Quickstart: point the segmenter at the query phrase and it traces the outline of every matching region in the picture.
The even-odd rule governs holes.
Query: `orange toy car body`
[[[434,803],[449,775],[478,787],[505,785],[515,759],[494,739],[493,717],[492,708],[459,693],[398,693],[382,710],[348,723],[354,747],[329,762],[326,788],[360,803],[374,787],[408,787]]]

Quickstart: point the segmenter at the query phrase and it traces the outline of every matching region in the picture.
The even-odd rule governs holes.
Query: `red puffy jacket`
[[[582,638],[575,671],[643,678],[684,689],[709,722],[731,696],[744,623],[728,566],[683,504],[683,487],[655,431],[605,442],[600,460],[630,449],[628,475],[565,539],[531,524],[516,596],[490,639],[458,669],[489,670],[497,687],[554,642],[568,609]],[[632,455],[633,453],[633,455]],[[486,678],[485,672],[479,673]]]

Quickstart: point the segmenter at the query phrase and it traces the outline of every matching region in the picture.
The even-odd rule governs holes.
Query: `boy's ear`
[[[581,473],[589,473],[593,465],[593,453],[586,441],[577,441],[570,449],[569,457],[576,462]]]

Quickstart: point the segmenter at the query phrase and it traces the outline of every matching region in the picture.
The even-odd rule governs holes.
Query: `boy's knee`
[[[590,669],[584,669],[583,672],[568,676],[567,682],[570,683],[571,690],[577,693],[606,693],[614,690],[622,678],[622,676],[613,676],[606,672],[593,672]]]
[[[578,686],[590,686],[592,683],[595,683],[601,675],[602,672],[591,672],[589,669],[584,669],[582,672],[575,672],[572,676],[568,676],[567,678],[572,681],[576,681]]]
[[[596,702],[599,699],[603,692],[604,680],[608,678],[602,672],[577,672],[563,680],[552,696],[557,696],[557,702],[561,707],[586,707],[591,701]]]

....................

Retype the entire listing word for word.

■ Your response:
Quickstart: point the segmenter at the query phrase and it traces the outline of every matching region in the picture.
The even-odd rule governs holes.
Query: `orange toy car body`
[[[434,803],[449,775],[478,787],[505,785],[515,759],[494,739],[493,717],[492,708],[459,693],[398,693],[382,710],[348,723],[354,747],[329,762],[326,788],[360,803],[374,787],[408,787]]]

Quickstart: point the segmenter at the query phrase and it traces the outline of every matching region in the picture.
The even-odd rule governs holes.
Query: `red puffy jacket`
[[[582,638],[575,671],[643,678],[684,689],[709,722],[731,696],[744,623],[728,566],[683,504],[683,487],[655,431],[605,442],[600,460],[630,449],[628,475],[565,539],[531,524],[516,596],[490,639],[458,669],[489,670],[497,687],[554,642],[568,609]],[[632,455],[633,453],[633,455]],[[486,678],[485,672],[479,673]]]

Quickstart: point the segmenter at the query phrase and it traces the outline of every matching region in the picture.
The even-odd rule governs holes.
Query: `boy's ear`
[[[581,473],[589,473],[593,465],[593,453],[586,441],[577,441],[570,449],[569,457],[576,462]]]

Quickstart: point the segmenter at the query phrase and it traces the outline of every matching region in the picture.
The even-odd rule governs holes.
Query: `boy's knee`
[[[590,669],[584,669],[583,672],[568,676],[567,682],[570,683],[571,690],[577,693],[606,693],[614,690],[622,678],[622,676],[613,676],[606,672],[593,672]]]
[[[578,686],[590,686],[592,683],[595,683],[601,675],[602,672],[591,672],[589,669],[584,669],[582,672],[575,672],[572,676],[568,676],[567,678],[572,681],[576,681]]]
[[[596,702],[599,699],[603,692],[604,680],[608,678],[602,672],[577,672],[563,680],[552,696],[557,696],[557,702],[561,707],[586,707],[591,701]]]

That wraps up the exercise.